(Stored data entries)
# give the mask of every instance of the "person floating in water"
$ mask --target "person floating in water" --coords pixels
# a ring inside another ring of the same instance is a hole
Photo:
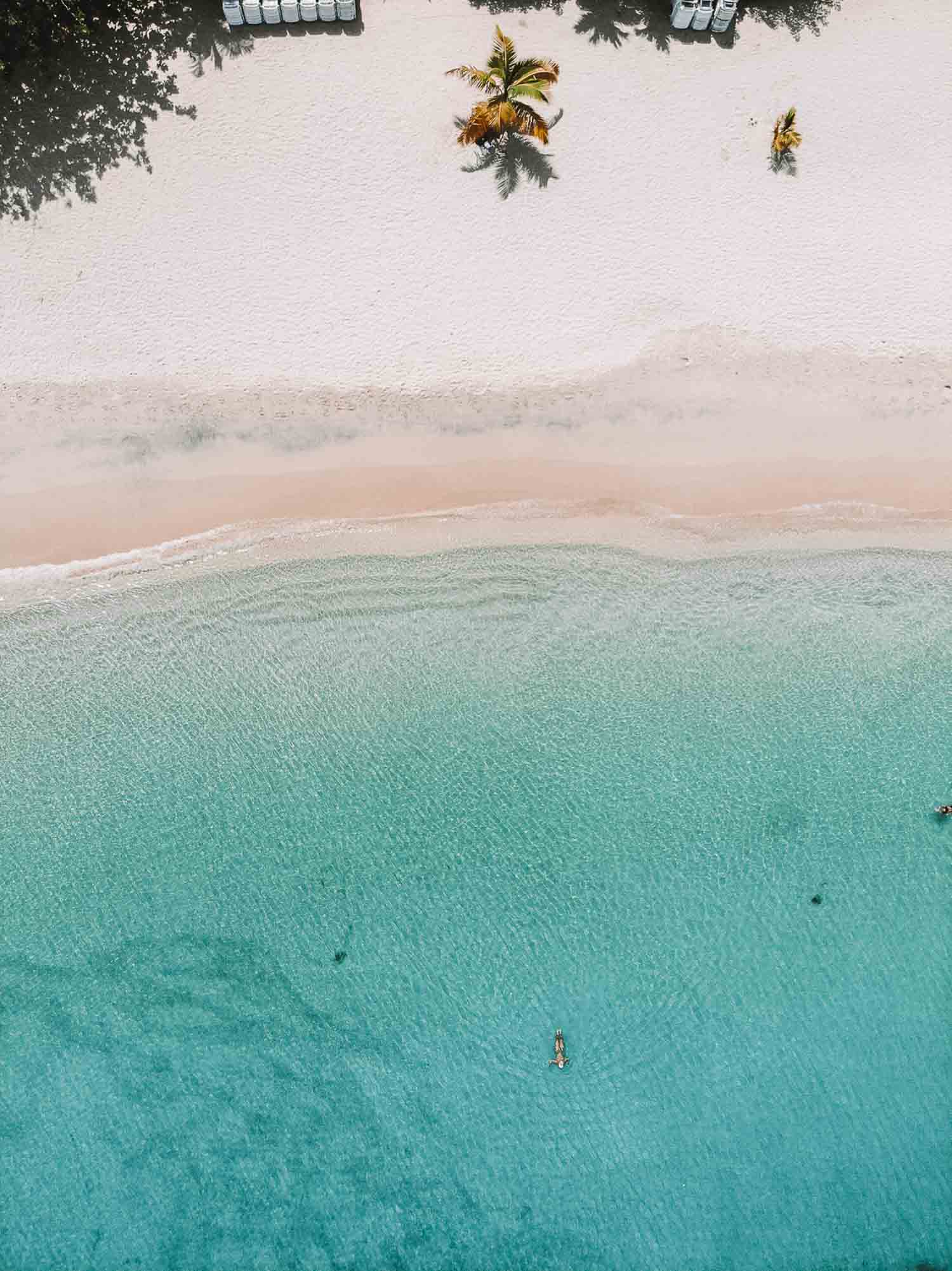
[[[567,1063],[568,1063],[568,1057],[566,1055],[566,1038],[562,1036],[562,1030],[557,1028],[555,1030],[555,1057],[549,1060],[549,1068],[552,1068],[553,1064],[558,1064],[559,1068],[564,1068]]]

--

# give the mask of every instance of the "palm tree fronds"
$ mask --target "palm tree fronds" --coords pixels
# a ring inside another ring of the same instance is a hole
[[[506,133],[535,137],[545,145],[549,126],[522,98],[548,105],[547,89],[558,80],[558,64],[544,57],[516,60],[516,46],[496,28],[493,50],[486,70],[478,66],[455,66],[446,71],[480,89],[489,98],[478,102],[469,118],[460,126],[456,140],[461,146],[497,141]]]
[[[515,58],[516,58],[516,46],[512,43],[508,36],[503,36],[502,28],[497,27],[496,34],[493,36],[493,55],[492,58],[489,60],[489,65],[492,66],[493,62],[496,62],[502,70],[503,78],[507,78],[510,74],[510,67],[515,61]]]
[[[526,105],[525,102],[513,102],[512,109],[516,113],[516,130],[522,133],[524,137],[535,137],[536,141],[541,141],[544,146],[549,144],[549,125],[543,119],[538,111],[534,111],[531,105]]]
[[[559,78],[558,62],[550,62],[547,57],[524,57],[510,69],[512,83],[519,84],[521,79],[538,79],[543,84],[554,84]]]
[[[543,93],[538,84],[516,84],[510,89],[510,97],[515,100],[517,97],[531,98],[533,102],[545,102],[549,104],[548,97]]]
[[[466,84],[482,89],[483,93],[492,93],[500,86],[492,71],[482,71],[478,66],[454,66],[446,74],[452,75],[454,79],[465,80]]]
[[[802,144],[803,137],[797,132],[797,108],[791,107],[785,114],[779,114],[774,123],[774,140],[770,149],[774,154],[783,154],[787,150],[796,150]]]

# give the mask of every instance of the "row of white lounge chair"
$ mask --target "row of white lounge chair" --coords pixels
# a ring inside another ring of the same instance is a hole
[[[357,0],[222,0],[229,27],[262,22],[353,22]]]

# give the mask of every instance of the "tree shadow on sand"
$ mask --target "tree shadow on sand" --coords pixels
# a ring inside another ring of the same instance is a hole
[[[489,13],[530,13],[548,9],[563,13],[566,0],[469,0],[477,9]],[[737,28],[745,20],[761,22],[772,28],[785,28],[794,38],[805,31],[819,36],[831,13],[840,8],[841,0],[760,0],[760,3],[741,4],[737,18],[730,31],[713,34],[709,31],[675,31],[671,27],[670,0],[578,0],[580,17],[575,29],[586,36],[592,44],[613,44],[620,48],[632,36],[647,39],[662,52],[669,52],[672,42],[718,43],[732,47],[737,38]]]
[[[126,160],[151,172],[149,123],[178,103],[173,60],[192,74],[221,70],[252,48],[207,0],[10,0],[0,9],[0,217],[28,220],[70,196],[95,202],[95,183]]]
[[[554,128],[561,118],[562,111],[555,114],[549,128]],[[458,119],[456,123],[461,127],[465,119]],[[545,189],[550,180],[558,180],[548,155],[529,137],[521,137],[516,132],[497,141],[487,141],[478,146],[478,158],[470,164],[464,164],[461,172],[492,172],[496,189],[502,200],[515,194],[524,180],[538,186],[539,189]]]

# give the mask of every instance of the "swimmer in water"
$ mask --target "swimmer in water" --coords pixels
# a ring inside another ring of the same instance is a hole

--

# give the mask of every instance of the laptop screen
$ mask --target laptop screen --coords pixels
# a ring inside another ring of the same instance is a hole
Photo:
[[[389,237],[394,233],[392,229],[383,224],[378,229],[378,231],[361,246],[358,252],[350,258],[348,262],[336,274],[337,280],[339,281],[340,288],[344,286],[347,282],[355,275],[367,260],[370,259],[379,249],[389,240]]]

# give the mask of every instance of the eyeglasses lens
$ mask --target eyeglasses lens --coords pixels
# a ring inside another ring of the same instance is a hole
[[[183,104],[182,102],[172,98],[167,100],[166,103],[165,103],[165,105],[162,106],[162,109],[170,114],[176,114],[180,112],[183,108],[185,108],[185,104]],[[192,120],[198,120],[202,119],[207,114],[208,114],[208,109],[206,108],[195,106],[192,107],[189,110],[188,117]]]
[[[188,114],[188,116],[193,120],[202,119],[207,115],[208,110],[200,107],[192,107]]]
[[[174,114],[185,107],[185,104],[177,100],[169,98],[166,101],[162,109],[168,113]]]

Work to do
Which lines of the listing contain the word "every"? Find and copy each of them, treating uppercase and lowercase as different.

In response
# give the mask of every instance of the "person floating in water"
# give the mask of every instance of the "palm tree fronds"
# give the mask of every instance of the "row of white lounge chair"
# give the mask of every instance of the "tree shadow on sand"
# give the mask of every instance of the "swimmer in water"
# give the mask of every instance of the laptop screen
# give the mask of every instance of the eyeglasses lens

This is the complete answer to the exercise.